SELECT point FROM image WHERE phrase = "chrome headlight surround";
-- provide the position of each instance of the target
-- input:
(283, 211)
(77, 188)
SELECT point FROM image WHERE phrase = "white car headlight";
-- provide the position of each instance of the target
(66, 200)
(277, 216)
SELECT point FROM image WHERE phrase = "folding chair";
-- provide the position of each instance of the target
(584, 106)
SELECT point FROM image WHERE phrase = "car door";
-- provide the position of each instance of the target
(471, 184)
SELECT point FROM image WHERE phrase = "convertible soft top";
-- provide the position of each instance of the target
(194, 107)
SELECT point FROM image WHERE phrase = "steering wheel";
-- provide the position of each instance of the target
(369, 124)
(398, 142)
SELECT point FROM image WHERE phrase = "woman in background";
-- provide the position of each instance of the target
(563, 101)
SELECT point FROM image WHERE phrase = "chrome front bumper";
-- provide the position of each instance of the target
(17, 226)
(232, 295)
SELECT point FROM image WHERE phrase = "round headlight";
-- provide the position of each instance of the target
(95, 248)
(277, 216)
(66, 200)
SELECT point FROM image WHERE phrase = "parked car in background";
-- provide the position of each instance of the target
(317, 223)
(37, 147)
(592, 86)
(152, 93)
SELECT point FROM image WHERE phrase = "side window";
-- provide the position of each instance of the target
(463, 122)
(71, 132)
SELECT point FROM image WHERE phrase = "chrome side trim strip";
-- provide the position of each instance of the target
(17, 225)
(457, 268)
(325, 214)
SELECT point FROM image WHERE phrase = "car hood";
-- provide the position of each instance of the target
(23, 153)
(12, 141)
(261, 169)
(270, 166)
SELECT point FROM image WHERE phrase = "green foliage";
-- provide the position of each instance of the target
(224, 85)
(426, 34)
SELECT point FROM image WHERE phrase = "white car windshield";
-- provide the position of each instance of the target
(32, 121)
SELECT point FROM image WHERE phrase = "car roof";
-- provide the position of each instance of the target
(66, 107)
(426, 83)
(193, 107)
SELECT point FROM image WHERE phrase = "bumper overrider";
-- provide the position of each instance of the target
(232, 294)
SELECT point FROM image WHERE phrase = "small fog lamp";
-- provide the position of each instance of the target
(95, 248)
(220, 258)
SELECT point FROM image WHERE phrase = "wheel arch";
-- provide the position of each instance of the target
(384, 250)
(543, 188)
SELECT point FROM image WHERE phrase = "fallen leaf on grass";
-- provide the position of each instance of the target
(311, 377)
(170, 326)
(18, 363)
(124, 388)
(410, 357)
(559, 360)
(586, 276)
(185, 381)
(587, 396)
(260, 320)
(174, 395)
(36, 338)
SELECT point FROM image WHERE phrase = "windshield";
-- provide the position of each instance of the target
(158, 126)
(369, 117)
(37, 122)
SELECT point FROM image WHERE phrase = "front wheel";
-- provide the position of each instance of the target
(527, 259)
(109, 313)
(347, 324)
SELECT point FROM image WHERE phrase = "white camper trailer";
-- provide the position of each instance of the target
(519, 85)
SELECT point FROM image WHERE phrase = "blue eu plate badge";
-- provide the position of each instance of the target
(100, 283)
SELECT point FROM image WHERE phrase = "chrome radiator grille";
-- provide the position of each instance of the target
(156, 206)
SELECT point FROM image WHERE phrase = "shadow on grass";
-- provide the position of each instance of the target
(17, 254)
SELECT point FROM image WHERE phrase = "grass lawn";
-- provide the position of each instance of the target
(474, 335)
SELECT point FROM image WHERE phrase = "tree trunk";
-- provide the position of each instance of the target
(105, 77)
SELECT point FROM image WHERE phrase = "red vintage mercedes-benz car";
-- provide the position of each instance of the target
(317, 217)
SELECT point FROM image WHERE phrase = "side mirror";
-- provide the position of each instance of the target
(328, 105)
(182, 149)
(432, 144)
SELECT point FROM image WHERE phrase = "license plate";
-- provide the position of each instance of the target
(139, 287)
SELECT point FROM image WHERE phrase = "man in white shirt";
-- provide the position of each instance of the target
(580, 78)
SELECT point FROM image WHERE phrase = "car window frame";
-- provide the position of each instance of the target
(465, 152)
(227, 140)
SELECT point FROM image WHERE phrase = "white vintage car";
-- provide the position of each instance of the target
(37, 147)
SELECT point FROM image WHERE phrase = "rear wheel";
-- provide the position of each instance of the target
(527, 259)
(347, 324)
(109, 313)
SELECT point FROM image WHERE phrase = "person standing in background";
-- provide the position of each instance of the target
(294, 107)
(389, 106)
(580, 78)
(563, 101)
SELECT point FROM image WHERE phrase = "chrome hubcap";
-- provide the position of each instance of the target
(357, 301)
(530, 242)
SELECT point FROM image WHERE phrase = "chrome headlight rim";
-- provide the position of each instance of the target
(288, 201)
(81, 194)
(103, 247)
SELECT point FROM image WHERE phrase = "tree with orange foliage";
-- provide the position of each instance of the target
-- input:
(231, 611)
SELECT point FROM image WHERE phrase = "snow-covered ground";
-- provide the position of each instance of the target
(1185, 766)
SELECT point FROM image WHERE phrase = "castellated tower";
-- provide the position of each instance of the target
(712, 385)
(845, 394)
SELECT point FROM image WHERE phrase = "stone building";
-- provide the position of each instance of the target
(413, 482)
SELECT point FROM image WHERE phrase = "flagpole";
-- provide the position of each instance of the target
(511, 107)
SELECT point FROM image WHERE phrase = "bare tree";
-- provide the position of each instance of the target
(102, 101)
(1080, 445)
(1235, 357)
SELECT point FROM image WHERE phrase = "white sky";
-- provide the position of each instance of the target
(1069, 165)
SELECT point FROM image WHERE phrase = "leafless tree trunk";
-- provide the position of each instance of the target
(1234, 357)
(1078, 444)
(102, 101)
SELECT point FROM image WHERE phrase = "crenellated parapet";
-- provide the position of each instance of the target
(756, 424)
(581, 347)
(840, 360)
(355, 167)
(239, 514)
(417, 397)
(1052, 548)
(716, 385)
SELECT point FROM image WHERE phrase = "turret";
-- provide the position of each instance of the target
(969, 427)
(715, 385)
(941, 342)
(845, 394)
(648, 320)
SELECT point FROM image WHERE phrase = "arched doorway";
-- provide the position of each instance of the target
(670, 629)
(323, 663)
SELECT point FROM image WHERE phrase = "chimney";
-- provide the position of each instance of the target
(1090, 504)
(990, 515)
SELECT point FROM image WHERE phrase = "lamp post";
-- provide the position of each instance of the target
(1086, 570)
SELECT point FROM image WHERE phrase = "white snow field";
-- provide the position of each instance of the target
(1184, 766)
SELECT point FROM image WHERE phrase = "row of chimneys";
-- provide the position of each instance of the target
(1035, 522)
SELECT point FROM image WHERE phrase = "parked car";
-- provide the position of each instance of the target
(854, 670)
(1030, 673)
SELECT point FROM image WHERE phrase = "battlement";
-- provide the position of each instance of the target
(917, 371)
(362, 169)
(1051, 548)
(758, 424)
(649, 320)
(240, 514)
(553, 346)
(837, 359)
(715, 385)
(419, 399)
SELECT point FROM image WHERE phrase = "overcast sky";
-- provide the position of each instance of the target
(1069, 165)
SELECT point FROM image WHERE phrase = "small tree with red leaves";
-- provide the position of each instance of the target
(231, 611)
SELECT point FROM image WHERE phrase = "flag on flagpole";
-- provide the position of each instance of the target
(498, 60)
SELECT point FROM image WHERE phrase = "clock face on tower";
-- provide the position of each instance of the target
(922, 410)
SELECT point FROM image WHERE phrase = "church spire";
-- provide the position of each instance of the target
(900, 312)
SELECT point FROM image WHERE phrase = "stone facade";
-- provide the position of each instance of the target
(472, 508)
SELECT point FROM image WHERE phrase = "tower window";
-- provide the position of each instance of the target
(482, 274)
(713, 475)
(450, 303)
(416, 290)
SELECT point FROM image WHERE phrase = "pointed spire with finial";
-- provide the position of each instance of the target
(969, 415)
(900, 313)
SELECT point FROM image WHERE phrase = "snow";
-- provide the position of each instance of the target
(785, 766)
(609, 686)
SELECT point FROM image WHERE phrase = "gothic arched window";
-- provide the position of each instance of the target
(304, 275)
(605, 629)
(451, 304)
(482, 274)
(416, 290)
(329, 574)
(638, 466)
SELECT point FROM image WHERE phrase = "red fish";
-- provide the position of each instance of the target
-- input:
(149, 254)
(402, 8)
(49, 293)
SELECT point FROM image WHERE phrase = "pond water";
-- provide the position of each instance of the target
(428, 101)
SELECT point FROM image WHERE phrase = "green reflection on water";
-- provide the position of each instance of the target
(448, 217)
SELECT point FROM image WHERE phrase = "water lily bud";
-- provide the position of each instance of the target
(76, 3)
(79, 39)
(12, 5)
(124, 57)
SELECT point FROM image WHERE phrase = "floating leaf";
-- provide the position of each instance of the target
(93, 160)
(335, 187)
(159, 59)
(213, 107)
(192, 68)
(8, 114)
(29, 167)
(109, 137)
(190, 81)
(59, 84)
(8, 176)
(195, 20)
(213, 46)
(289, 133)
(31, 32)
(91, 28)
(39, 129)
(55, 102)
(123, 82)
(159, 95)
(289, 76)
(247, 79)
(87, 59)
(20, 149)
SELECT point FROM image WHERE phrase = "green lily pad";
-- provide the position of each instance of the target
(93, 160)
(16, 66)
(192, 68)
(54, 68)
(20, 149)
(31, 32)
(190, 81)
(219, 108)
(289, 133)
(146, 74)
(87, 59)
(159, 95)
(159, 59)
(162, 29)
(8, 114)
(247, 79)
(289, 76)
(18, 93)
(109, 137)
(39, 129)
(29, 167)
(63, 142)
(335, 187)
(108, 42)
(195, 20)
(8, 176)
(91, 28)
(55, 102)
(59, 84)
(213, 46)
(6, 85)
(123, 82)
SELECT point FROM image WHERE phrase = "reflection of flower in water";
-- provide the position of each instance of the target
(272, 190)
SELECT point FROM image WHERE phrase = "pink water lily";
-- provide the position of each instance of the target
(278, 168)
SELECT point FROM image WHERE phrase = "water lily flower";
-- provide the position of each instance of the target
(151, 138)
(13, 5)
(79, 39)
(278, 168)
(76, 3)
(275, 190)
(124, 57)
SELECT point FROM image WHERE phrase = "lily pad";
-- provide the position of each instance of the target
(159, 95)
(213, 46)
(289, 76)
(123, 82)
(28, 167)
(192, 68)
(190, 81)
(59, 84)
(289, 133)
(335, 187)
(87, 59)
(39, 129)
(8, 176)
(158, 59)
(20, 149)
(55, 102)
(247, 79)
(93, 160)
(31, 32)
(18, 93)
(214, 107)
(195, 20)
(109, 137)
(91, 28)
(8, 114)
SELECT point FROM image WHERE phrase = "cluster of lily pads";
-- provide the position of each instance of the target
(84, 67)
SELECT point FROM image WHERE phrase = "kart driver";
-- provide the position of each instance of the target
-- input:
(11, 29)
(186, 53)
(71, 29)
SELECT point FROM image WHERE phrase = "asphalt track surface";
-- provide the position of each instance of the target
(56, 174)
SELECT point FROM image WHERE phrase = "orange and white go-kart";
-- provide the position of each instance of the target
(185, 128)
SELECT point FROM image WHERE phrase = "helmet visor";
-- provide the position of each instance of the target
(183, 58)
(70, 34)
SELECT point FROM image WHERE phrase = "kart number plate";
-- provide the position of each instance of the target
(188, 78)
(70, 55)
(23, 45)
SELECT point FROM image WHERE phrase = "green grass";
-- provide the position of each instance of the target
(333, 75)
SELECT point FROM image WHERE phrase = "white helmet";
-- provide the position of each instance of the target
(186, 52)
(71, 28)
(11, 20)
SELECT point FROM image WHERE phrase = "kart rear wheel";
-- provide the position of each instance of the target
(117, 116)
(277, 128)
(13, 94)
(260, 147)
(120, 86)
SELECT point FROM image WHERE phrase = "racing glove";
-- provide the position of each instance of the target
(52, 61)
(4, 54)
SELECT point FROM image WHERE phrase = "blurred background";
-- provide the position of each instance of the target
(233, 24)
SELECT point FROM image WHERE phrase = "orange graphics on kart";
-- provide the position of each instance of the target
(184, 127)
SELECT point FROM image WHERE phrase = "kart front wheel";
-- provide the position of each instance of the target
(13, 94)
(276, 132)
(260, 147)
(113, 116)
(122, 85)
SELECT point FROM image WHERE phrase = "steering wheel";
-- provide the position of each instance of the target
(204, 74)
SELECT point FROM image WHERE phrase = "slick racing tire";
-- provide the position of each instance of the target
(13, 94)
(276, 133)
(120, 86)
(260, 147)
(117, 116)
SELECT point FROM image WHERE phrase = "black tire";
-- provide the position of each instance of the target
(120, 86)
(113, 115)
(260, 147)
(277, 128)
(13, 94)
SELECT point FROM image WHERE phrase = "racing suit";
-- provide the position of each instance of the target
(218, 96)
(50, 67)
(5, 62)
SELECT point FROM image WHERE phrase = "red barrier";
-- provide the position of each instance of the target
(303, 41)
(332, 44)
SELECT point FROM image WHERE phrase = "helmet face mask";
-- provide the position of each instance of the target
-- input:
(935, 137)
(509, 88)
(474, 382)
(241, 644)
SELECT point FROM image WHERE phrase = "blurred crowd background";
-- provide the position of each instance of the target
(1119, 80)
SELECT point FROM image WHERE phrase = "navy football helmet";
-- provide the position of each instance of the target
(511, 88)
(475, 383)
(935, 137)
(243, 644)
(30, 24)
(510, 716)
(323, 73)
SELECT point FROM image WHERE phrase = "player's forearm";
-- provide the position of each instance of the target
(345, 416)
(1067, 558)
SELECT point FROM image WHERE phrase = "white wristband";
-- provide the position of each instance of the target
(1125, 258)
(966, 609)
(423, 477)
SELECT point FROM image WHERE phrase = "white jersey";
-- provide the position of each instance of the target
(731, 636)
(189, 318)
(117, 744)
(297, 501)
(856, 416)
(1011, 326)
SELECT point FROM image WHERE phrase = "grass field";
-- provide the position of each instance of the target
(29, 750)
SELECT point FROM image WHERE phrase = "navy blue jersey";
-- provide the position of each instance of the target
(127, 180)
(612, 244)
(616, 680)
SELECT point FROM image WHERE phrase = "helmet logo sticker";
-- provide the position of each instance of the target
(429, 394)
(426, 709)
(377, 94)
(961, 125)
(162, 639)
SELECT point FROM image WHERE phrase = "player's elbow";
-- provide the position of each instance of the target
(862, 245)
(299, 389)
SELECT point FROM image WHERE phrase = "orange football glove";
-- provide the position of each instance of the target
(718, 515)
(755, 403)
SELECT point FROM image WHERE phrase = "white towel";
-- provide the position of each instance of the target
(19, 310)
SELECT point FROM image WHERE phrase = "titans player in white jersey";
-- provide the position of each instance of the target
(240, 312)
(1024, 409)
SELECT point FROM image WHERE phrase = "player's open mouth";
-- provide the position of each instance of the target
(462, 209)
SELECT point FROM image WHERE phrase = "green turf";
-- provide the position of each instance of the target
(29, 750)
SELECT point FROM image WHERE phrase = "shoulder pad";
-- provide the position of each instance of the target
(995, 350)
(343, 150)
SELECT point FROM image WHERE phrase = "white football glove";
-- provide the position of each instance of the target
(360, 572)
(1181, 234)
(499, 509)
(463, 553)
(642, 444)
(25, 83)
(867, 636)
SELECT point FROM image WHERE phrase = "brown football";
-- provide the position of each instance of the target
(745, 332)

- THE PROBLEM -
Using the material above, filter for lines holding "front" and copy each one.

- ANSWER BOX -
SELECT point FROM image WHERE phrase = "chrome front bumper";
SELECT point FROM image WHERE phrase = "front wheel";
SELECT point FROM image WHERE phrase = "kart front wheel";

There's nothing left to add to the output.